INPUT FOR THIS TASK:
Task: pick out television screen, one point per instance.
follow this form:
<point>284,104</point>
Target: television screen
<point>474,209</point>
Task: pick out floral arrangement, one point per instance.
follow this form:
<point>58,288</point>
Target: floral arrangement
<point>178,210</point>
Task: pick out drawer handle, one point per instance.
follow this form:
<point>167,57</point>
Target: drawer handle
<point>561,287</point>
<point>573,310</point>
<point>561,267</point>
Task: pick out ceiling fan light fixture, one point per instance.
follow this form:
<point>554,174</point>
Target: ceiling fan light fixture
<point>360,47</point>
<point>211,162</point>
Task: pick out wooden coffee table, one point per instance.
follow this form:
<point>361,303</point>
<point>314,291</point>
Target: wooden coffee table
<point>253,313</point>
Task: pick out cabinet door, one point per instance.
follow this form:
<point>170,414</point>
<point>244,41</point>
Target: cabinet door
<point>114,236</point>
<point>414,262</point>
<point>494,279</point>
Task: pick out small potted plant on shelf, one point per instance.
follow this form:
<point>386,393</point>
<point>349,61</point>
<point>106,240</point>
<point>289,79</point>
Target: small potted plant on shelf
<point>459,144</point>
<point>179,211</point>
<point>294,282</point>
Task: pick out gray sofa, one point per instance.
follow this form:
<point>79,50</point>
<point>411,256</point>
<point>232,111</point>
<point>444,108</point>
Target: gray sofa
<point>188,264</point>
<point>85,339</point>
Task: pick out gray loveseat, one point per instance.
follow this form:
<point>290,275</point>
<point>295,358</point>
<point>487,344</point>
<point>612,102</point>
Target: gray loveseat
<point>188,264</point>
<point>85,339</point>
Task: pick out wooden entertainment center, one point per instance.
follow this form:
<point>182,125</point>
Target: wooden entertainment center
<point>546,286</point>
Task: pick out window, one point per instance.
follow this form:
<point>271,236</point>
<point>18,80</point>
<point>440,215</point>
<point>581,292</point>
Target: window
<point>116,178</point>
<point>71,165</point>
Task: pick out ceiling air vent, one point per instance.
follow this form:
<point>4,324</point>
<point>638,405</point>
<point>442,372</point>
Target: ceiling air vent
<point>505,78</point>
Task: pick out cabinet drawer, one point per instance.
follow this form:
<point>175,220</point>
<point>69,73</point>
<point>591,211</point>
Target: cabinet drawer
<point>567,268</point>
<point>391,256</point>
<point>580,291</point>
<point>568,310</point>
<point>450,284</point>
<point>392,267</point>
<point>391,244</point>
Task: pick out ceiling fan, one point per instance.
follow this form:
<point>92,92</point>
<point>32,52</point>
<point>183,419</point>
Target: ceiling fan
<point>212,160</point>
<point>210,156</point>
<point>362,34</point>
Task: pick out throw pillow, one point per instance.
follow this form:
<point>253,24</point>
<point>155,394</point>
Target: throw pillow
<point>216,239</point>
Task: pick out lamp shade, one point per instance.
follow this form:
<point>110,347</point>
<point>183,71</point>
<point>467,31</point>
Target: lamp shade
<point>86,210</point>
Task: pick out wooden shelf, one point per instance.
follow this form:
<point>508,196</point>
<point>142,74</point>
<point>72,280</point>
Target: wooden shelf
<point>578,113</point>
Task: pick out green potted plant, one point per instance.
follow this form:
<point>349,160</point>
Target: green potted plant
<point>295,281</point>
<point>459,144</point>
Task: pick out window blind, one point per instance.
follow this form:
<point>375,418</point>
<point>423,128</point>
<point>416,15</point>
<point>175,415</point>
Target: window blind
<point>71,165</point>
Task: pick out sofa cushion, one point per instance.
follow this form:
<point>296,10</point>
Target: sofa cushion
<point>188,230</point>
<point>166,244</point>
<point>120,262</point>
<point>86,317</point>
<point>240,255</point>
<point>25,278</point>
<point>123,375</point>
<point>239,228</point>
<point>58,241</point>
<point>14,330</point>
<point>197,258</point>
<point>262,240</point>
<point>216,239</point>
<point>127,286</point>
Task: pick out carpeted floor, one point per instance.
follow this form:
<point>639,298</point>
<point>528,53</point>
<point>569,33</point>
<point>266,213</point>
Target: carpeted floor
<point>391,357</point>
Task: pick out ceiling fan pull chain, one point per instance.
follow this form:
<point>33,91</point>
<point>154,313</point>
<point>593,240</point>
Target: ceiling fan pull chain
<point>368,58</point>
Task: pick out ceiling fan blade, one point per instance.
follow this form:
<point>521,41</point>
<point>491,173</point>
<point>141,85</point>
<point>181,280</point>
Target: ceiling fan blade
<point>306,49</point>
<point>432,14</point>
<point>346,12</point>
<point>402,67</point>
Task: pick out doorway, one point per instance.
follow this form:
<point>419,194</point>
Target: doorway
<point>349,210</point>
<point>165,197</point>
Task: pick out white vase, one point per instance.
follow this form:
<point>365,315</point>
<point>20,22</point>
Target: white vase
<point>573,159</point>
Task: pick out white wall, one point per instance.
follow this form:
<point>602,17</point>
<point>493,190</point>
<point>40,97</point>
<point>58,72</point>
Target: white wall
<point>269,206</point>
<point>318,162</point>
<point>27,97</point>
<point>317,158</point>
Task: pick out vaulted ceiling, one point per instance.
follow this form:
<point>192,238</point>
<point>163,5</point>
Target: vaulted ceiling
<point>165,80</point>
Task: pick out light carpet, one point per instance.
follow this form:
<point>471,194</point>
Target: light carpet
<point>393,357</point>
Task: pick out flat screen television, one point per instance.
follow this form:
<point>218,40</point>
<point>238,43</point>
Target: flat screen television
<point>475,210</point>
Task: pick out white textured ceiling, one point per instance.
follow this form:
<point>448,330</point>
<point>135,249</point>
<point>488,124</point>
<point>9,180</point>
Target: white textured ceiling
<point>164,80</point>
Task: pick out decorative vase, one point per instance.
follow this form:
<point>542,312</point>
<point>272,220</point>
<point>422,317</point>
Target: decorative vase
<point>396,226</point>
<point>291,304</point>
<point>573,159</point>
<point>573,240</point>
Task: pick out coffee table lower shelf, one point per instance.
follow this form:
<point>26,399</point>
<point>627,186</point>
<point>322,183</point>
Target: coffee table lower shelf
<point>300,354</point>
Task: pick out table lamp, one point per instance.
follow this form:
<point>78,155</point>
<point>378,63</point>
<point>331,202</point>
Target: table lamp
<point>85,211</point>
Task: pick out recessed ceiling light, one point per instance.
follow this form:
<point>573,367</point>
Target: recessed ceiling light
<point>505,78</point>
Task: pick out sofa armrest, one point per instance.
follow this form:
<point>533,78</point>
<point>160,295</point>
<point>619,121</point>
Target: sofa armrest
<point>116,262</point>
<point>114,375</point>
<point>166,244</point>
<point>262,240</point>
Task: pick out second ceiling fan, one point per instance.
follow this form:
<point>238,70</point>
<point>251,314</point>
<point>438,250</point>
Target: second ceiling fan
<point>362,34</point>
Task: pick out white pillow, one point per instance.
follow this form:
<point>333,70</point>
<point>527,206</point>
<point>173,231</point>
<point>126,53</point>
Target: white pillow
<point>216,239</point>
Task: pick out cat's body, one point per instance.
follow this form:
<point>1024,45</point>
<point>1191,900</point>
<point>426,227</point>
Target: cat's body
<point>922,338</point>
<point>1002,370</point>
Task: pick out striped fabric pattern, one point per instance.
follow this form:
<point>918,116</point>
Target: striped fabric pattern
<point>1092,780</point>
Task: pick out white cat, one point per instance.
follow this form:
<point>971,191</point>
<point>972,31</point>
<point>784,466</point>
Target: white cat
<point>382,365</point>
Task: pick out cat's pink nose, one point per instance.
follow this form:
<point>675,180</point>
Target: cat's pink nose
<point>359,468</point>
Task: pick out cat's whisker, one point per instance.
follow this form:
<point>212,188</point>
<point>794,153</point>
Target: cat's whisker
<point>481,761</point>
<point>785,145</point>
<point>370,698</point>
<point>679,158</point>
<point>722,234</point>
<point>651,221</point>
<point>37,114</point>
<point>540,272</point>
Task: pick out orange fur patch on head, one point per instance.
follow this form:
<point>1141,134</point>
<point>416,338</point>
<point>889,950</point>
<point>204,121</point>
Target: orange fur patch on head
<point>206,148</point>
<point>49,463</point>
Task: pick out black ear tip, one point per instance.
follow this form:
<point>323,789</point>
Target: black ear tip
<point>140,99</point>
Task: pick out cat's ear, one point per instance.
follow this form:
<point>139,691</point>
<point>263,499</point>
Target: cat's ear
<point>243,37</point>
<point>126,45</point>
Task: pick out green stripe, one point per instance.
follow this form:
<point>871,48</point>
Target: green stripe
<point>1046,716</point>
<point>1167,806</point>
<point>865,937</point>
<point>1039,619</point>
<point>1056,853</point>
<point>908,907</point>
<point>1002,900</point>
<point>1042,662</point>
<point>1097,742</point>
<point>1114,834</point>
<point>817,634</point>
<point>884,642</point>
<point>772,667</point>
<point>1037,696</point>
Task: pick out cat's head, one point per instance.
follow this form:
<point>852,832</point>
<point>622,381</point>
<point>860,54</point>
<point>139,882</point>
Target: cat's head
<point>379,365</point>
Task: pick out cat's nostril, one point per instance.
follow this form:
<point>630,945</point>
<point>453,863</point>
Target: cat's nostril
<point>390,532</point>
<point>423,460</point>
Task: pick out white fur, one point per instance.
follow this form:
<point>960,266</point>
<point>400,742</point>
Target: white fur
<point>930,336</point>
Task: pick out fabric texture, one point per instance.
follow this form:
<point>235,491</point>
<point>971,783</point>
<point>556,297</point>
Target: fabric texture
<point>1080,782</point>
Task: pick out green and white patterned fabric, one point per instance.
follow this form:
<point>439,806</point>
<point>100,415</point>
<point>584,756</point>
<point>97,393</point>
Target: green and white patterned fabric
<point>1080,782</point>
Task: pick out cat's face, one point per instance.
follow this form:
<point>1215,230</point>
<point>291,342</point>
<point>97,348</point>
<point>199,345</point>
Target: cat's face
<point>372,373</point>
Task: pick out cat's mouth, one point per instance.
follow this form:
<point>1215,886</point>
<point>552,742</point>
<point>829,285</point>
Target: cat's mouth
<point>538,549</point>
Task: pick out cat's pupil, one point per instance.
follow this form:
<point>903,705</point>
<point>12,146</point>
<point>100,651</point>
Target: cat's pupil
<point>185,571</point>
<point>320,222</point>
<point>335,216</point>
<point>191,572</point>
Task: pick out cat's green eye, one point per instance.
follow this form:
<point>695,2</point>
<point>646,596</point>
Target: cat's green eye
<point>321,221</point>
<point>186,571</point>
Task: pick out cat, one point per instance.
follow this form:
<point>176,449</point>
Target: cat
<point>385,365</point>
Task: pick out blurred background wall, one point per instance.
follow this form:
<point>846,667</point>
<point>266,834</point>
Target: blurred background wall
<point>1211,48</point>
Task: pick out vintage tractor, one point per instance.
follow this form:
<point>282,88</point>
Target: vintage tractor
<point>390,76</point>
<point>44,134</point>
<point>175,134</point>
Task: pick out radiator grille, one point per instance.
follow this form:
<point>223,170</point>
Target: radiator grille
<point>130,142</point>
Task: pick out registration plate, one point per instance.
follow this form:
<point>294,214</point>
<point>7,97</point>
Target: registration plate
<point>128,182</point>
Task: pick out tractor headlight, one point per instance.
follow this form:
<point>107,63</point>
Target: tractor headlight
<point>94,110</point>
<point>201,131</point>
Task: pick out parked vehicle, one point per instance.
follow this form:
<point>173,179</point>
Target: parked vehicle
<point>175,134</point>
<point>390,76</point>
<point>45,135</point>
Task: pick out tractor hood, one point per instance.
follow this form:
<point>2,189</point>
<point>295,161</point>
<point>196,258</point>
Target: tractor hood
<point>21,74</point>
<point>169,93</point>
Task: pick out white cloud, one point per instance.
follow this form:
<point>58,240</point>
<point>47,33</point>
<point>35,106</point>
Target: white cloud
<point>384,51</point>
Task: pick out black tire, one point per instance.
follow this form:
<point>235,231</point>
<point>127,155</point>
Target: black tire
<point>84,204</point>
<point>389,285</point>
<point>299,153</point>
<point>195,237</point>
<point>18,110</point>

WHAT THE TASK REQUIRES:
Please put everything in the listing from the line containing "Task: pick out orange" down to the line containing "<point>126,45</point>", both lines included, into a Markdown table with the columns Row and Line. Number each line in the Row column and leave out any blank lines.

COMPLETE OUTPUT:
| Row | Line |
|---|---|
| 1 | Task: pick out orange fur patch on head, one point per instance. |
| 2 | follow this form: |
| 3 | <point>1141,134</point> |
| 4 | <point>416,338</point> |
| 5 | <point>889,950</point> |
| 6 | <point>204,121</point> |
| 7 | Target: orange fur patch on head |
| 8 | <point>206,148</point> |
| 9 | <point>49,463</point> |
| 10 | Task: pick out black ear tip, one point per instance. |
| 11 | follow this form: |
| 12 | <point>323,789</point> |
| 13 | Target: black ear tip |
| 14 | <point>140,99</point> |
| 15 | Task: pick out cat's ear, one point per instance. |
| 16 | follow this form: |
| 17 | <point>139,691</point> |
| 18 | <point>263,499</point> |
| 19 | Target: cat's ear |
| 20 | <point>243,37</point> |
| 21 | <point>126,45</point> |